▸ **Исходный отрывок**:
'''
Я очень ценил Магомета Магомаева и дружил с ним.
С уважением майор Сотников
17 августа 1972 года мой друг Роберт Рождественский сделал мне в день моего тридцатилетия бесценный подарок — стихотворение «Отец и сын». Позже композитор Марк Фрадкин написал к нему музыку. Но я не стал исполнять эту песню. Мне тяжело петь об этом. И кроме того, в этом очень много личного, не для публики.
Отцу я посвятил свою песню, написанную на стихи еще одного моего друга, Геннадия Козловского. Он не профессиональный поэт, а инженер, строитель, и стихи пишет по потребности души. Сначала мы назвали ее «Над землей чужой», а потом под окончательным названием «Последний аккорд» она вошла в кинофильм «Поет Муслим Магомаев».
'''
▸ **Задания**:
A. Верните из отрывка без изменений часть, которая открывается словами «Я очень ценил» и заканчивается словами «не для публики.».
B. Выпишите из отрывка все названия, взятые в кавычки.
Строки дальше — самостоятельный материал, к отрывку не относящийся.

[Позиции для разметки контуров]
'''
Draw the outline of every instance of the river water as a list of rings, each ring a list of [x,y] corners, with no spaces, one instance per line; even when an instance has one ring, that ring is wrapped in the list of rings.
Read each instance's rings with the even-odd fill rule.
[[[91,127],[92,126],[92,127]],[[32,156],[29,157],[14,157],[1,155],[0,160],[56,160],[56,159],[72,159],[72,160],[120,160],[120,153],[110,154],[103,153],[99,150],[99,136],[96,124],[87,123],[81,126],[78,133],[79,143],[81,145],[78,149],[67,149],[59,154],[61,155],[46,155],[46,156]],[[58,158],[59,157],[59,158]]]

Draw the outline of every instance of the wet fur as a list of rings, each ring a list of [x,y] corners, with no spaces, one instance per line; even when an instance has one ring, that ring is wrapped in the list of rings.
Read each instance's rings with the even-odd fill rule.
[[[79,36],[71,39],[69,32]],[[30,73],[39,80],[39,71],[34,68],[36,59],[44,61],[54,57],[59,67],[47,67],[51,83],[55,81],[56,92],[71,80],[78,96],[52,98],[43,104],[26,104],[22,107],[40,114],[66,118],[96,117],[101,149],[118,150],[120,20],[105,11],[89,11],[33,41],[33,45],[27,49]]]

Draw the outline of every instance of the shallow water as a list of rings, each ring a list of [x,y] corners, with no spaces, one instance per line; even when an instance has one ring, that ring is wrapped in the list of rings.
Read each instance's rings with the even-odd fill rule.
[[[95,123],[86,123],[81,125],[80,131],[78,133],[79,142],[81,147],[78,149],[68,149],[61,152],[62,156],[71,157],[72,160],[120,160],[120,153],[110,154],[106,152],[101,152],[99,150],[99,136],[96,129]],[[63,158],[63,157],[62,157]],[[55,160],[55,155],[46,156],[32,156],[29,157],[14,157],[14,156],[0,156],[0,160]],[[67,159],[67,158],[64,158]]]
'''
▸ **Ответы по заданиям**:
A.
Я очень ценил Магомета Магомаева и дружил с ним.
С уважением майор Сотников
17 августа 1972 года мой друг Роберт Рождественский сделал мне в день моего тридцатилетия бесценный подарок — стихотворение «Отец и сын». Позже композитор Марк Фрадкин написал к нему музыку. Но я не стал исполнять эту песню. Мне тяжело петь об этом. И кроме того, в этом очень много личного, не для публики.

B.
«Отец и сын»
«Над землей чужой»
«Последний аккорд»
«Поет Муслим Магомаев»